■ Material for the task ■
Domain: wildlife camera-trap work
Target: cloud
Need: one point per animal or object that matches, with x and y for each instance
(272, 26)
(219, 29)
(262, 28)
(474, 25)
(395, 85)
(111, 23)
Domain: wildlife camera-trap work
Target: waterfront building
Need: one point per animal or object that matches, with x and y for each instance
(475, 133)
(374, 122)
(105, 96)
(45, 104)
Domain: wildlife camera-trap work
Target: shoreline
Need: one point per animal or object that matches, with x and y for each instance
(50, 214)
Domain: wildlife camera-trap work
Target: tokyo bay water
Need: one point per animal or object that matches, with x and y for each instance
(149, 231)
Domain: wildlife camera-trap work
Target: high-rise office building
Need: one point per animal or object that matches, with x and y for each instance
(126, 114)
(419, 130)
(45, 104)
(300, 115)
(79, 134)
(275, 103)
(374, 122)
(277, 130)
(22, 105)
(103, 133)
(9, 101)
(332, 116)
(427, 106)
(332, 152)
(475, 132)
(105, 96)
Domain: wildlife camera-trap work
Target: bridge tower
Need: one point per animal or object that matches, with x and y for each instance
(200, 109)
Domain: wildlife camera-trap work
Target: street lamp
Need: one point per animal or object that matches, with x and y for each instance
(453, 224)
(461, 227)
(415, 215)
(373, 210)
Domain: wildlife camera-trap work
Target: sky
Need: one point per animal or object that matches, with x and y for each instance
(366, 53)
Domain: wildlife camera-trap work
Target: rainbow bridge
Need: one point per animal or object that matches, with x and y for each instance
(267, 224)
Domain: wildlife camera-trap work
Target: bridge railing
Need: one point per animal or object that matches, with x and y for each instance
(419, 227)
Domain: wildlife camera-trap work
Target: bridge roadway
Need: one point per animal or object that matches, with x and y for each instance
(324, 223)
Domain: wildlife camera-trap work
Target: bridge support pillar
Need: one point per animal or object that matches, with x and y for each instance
---
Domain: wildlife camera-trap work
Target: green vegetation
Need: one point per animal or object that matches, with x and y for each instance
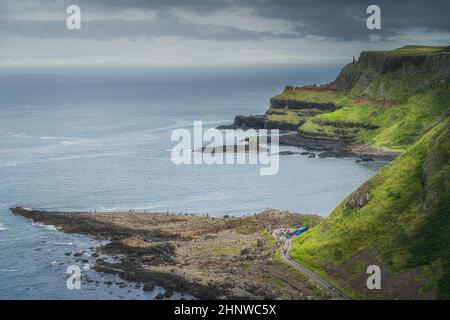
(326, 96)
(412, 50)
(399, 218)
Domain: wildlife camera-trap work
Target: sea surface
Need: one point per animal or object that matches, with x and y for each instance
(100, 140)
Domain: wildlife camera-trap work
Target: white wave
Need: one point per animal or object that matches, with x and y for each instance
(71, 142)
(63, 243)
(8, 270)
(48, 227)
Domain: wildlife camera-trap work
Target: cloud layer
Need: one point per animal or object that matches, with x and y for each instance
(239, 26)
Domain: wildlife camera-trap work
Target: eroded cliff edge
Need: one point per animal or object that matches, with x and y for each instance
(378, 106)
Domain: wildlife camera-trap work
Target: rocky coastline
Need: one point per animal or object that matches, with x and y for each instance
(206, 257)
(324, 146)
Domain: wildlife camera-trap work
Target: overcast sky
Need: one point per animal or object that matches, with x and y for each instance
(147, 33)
--
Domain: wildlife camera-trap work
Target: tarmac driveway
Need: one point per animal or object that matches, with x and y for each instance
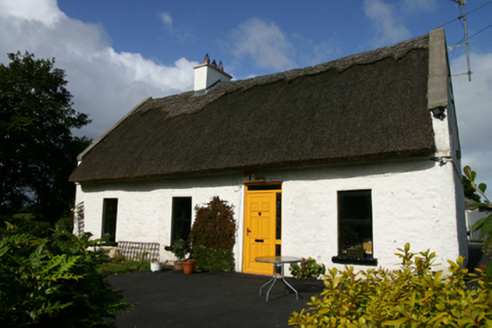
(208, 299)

■ What you are asked to do ■
Please pull out each line of the data above that contains the string "bridge", copying those lines unchanged and leaving out all others.

■ Problem solution ■
Target: bridge tower
Target: rainbow bridge
Target: bridge railing
Target: bridge roadway
Target: bridge support pillar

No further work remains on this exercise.